■ **Tasks to carry out**:
[A] In the article on the Puerto Rico oversight bill, recast the paragraph beginning "The oversight board with expanded powers" as a short bulleted list that keeps its main facts.
[B] According to the article on the Puerto Rico oversight bill, what majority will restructuring decisions require?
[C] Continue the article on the Puerto Rico oversight bill from the point where it stops.

Discussions had been taking place for months between the White House and congressional leaders, the agreement was hammered out last week. It includes changes in the oversight board (from five to seven members, with at least one from Puerto Rico itself).

On wages, the new bill provides for the suspension of minimum wage and overtime rules.

The oversight board with expanded powers will be able to dictate Wall Street’s terms to Puerto Rico. It will be able to sell government assets, carry out the sacking of thousands of workers and veto legislative and executive branch decisions.

President Obama will appoint all members of the oversight board. All but one will be appointed from a list drawn up by congressional leaders. Restructuring decisions will require a super-majority of five.

Though the bill that was approved on Friday expands the oversight board’s power over Puerto Rico’s government, it constrains the board’s authority to compel hedge funds and banks to agree to virtually anything, severely limiting its ability to use the US courts against the debt holders.

“All in all the bill has been improved drastically by being more voluntary and protecting creditor priorities,” said Susheel Kirpalani, a partner at Quinn Emanuel Urquhart & Sullivan, representing a group led by 10 asset management firms. Among the provisions supported by Kirpalani and others is language that fiscally binds the territorial government, under the federal board’s oversight, to “respect the relative lawful priorities” of existing creditors, and requires any court-approved restructuring plan to be “feasible and in the best interests of creditors.”

According to the New York Times, “The bill bars Puerto Rico’s governor or legislature from exercising ‘any control, supervision, oversight or review over the Oversight Board or its activities.’” This means essentialy the imposition of direct colonial rule, which was left behind in 1952 with the creation of the Estado Libre Asociado (Free Associated State, or Commonwealth) and self-rule.

House Speaker Paul Ryan, who had led the negotiations for the Republicans, declared on the eve of the vote, “We got this bill exactly where we wanted it … We wanted to make sure that the restructuring worked, and that the restructuring is done in a way that it prevents any taxpayer bailout, or some precedence that could affect the bond markets. And we’re very confident that we’ve achieved that.”

■ **Dataset entries**:
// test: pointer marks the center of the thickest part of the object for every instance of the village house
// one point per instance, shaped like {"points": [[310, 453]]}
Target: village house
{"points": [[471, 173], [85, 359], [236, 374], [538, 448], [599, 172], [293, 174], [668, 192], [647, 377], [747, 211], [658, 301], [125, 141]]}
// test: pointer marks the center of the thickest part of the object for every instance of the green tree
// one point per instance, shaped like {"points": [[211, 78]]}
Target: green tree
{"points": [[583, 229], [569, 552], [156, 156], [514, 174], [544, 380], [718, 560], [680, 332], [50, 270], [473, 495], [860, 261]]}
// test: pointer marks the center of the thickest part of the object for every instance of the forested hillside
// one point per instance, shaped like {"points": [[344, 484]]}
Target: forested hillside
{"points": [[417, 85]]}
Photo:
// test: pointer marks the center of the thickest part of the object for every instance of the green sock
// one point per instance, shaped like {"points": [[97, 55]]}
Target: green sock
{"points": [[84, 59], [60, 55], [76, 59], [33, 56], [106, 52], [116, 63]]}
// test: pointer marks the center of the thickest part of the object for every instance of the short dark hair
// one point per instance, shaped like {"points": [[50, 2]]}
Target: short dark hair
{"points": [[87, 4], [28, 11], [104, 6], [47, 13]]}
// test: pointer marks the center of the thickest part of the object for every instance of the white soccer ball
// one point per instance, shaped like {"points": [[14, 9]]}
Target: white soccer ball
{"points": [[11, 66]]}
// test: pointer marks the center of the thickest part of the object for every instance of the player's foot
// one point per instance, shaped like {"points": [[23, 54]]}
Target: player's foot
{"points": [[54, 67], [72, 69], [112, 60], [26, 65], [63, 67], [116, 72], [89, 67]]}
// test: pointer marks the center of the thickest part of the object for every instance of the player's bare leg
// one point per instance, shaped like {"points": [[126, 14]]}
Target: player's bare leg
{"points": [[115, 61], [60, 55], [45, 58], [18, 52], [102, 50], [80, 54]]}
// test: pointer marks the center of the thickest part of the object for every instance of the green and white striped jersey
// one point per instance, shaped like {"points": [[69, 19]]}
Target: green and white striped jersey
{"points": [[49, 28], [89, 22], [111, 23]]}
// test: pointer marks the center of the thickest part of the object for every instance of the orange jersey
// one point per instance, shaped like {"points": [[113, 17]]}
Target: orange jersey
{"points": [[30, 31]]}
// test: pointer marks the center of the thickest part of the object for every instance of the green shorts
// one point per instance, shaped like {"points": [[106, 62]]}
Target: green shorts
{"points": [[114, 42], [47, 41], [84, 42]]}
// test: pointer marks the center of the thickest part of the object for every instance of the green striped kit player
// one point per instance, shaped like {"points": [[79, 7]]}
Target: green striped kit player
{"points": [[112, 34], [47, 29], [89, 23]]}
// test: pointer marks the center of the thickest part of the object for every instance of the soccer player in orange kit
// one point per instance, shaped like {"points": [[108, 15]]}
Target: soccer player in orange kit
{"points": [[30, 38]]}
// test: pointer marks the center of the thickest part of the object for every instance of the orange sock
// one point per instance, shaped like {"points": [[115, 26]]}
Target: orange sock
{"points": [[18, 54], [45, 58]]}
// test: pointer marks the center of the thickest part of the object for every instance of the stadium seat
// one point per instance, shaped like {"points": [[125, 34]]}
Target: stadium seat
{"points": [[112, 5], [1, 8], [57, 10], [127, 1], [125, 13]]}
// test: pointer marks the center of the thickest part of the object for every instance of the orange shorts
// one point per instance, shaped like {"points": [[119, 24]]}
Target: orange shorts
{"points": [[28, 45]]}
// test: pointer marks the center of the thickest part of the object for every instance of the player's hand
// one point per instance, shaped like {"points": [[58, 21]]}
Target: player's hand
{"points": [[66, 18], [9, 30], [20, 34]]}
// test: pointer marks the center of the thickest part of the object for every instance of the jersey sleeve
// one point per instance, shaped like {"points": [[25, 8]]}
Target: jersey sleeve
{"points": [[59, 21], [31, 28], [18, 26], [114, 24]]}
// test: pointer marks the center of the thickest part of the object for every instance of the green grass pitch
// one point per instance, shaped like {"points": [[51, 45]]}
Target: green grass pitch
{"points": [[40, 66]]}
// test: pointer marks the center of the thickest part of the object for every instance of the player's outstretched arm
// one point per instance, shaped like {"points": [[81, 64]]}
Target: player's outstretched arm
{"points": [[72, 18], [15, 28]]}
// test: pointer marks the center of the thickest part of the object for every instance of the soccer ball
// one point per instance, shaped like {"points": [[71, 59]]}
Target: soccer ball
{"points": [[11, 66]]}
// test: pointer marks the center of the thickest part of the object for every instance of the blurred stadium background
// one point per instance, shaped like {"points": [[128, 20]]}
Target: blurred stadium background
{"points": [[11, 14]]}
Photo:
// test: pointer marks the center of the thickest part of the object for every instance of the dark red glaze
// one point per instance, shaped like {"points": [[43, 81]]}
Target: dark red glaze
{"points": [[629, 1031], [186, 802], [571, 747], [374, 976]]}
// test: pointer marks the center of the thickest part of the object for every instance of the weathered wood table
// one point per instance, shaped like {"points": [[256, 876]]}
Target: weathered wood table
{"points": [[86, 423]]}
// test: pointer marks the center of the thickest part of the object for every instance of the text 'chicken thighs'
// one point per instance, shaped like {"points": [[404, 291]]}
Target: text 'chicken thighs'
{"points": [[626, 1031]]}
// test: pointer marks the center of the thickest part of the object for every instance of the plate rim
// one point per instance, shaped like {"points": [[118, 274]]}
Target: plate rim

■ **Responses by task**:
[A]
- The expanded oversight board can dictate Wall Street's terms to Puerto Rico.
- It can sell government assets.
- It can carry out the sacking of thousands of workers.
- It can veto legislative and executive branch decisions.

[B] A super-majority of five.

[C]
There were those who accepted the new law with some trepidation, aware of rising class tensions in the island. Pedro R. Pierluisi, Puerto Rico’s nonvoting member of Congress, warned of the political instability that exists in Puerto Rico and the danger of a social explosion: “I hope every Member of Congress will bear in mind that the collapse of the bill could mean the collapse of Puerto Rico’s government,” declared Pierluisi.

The debt crisis and austerity measures of the administration of Alejandro García Padilla are magnifying a decade-long humanitarian crisis in Puerto Rico.

Hundreds of cases of the Zika virus have recently been documented. Though the virus is mosquito-borne, mosquito control is being hampered by budget cuts. Water quality and delivery that depends on an aging and collapsing infrastructure also allows mosquitoes to breed. Worsening the crisis is the flight of health professionals from Puerto Rico, and the closure of clinics and hospitals. In San Juan, people often wait 12 or more hours at crowded emergency rooms.

Compounding the health crisis is a food crisis. Half a million Puerto Ricans are in poverty, of which only 110,000 receive food assistance. For many children their main meal is the lunch that schools provide. Thousands depend on food banks and soup kitchens. A recent TV report on hunger in Puerto Rico asked a 10-year-old in the town of Lares about his dreams: “When I dream, I dream of food,” answered the child. Statistically, 47 percent of Puerto Rican children live in poverty, the highest in the United States.